### EXERCISE PROMPT
Tally the lines in the entries below that contain the word "sidewalk". How many are there? Reply with the number alone.
****************************************
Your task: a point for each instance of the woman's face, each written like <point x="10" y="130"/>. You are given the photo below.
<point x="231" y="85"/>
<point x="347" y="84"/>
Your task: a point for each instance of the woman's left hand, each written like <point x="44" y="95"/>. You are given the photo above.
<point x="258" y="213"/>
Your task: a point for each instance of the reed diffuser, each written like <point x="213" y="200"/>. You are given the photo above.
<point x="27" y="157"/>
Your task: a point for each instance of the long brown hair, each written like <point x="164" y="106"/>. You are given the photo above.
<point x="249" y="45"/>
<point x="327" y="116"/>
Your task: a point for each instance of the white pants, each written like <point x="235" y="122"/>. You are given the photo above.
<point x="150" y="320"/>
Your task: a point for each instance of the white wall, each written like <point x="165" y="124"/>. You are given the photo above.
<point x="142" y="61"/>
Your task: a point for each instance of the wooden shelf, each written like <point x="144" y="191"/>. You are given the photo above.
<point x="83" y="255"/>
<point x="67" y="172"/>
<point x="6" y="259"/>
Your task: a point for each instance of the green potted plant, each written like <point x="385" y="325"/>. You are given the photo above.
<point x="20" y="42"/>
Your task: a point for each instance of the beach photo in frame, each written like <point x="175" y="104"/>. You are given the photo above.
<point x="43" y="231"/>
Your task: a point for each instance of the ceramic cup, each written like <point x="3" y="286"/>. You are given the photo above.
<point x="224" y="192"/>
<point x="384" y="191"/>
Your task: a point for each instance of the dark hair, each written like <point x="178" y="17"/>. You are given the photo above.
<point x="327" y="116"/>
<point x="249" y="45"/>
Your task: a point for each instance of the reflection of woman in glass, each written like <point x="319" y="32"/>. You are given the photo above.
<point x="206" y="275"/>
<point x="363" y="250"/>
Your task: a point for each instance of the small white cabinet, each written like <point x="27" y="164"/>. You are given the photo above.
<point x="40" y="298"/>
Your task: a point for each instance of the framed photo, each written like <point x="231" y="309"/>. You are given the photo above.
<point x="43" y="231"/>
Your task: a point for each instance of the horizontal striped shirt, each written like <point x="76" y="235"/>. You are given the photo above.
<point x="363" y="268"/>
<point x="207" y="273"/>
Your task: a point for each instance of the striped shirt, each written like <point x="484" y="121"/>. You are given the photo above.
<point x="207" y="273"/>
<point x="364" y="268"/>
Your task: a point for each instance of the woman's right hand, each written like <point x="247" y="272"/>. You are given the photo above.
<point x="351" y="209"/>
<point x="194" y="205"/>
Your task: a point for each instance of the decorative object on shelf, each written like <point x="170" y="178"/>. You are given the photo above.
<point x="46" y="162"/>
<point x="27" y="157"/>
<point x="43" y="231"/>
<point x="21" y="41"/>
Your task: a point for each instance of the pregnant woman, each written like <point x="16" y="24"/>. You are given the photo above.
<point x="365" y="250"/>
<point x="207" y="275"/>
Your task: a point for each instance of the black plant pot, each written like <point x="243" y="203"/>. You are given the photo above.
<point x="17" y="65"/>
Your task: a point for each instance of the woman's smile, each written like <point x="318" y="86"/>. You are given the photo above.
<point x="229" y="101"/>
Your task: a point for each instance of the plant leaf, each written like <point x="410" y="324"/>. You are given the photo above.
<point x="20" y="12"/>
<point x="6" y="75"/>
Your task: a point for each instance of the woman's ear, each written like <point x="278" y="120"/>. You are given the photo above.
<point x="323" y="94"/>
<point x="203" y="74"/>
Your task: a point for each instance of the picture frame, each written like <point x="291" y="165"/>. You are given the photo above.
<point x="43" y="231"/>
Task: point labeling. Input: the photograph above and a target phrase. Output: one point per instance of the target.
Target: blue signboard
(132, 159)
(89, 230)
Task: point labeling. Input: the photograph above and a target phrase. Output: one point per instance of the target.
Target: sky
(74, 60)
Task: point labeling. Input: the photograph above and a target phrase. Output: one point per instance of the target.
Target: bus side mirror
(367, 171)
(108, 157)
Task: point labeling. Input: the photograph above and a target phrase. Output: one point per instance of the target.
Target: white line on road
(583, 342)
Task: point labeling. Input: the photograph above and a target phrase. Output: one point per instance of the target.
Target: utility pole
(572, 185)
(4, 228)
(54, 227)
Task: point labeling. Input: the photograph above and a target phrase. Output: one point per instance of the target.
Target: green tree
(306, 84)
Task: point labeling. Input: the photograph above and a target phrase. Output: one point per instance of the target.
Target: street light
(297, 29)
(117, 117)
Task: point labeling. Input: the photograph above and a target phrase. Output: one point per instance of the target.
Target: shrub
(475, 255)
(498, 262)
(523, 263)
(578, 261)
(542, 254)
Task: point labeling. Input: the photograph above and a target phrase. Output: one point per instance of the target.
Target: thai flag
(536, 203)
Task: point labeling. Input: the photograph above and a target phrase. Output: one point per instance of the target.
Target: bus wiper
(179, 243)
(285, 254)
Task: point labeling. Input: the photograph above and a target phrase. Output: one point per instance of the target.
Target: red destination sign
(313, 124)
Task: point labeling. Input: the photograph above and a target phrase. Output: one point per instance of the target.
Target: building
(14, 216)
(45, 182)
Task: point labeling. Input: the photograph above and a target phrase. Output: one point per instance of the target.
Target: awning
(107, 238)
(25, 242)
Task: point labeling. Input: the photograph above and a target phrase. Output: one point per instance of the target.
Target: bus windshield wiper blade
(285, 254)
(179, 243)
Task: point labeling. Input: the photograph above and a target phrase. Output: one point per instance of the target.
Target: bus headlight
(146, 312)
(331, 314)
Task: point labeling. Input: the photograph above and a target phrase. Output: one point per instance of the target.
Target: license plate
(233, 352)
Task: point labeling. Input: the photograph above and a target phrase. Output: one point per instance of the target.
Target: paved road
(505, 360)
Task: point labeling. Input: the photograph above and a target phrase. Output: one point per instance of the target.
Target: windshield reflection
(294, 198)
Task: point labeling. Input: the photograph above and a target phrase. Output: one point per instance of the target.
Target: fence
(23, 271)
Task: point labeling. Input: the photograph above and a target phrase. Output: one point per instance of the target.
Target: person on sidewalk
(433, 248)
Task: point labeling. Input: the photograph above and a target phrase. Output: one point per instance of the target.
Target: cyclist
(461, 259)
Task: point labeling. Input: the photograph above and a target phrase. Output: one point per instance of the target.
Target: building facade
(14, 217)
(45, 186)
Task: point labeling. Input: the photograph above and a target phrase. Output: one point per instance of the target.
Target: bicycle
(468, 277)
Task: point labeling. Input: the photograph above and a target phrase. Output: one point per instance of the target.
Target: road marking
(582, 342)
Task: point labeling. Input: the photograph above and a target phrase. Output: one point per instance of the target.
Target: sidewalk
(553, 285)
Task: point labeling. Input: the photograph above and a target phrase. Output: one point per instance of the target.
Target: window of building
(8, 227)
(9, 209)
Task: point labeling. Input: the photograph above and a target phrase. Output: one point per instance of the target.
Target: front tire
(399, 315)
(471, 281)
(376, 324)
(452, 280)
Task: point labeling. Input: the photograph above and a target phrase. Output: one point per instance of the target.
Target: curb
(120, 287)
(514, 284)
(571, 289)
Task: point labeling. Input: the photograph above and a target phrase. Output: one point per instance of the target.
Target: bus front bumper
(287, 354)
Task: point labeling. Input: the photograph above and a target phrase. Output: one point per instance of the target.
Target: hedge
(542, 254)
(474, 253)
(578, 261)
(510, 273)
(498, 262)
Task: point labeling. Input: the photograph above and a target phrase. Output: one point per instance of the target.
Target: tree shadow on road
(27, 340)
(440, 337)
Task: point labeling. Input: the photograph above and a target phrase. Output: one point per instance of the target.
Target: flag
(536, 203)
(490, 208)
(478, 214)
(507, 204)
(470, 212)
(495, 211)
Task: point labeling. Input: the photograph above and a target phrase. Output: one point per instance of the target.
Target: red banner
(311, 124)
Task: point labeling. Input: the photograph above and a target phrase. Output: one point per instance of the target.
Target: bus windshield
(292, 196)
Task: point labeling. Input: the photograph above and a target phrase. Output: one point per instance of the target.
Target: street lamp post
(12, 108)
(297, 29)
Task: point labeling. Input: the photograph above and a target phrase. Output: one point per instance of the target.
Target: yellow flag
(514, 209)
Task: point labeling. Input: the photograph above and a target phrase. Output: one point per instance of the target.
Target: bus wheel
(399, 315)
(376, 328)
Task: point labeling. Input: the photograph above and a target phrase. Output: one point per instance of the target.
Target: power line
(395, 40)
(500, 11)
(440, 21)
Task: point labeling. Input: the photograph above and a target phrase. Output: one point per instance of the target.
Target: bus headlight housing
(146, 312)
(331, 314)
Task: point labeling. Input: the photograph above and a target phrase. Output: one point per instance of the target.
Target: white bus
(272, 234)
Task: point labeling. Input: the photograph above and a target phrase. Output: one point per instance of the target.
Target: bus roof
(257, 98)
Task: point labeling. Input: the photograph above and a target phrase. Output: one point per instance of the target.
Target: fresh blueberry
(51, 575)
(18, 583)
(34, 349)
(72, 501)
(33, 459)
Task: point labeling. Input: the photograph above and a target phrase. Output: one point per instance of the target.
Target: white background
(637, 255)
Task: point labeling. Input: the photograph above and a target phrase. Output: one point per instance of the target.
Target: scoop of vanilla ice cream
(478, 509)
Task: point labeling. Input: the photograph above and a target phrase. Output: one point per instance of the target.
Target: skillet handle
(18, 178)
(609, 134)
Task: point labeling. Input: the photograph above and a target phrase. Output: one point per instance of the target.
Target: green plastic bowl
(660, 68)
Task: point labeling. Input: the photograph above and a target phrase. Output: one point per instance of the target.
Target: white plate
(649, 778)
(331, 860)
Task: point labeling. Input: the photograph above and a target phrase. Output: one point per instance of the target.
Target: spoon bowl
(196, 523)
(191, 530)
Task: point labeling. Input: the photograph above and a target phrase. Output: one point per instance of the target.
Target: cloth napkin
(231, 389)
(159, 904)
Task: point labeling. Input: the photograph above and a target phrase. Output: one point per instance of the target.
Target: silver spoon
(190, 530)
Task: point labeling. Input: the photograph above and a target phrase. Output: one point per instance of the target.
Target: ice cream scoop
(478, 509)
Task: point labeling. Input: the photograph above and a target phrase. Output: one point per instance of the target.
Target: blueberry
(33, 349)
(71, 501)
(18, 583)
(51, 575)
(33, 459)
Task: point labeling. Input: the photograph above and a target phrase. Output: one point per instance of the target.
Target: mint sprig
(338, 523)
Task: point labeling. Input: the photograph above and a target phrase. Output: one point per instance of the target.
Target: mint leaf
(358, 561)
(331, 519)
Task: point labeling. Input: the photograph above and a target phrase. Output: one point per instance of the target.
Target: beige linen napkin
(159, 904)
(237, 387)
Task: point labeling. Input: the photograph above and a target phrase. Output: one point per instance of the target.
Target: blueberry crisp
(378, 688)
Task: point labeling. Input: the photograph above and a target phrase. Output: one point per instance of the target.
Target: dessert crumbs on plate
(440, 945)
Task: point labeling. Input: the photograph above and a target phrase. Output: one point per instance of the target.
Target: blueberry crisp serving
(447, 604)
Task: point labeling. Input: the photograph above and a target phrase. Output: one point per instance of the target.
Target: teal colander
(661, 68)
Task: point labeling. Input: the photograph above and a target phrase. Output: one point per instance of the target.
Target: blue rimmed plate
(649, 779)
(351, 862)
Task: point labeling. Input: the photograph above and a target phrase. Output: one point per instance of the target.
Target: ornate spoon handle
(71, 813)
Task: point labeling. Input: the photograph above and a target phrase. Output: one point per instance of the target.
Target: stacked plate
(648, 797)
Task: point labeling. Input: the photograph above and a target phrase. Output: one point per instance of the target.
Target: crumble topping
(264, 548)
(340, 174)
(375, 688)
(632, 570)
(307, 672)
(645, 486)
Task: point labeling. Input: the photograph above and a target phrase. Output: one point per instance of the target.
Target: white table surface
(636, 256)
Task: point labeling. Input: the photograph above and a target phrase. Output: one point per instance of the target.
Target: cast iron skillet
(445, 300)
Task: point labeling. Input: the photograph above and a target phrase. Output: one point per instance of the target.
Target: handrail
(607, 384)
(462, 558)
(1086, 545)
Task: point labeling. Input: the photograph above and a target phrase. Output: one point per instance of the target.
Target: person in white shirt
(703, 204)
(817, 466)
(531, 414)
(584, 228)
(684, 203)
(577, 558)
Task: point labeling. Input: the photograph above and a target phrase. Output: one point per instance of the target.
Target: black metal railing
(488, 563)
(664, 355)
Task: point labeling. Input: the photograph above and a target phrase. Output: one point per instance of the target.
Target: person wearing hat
****************************************
### ANSWER FOR THIS EXERCISE
2